_DIRECTION_
Rewrite the lines of the material below, switching "cream" to "lotion" wherever it occurs and leaving everything else unchanged.

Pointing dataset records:
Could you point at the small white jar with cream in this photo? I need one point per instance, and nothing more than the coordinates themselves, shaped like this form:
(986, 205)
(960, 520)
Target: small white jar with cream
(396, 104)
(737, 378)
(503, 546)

_RESULT FOR THIS TASK_
Could you point at the small white jar with lotion in this photo? I need one point per instance, and nothing more than the coordinates themselves, shaped like this form:
(986, 205)
(960, 520)
Target: small white jar with lotion
(396, 104)
(737, 378)
(503, 546)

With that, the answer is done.